_The input_:
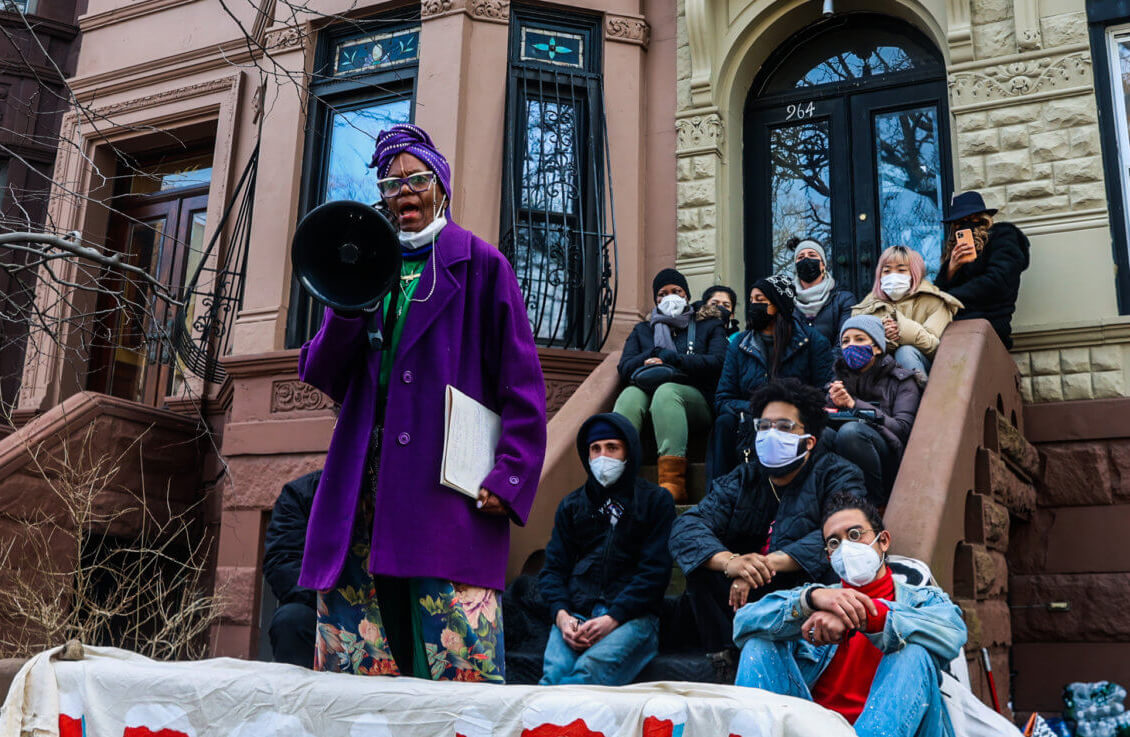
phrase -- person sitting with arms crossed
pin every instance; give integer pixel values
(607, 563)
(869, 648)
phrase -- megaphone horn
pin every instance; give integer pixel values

_Your objective_:
Would you please give the number of lines in the data above that contain the string "phrase"? Reply with that number only.

_Task response_:
2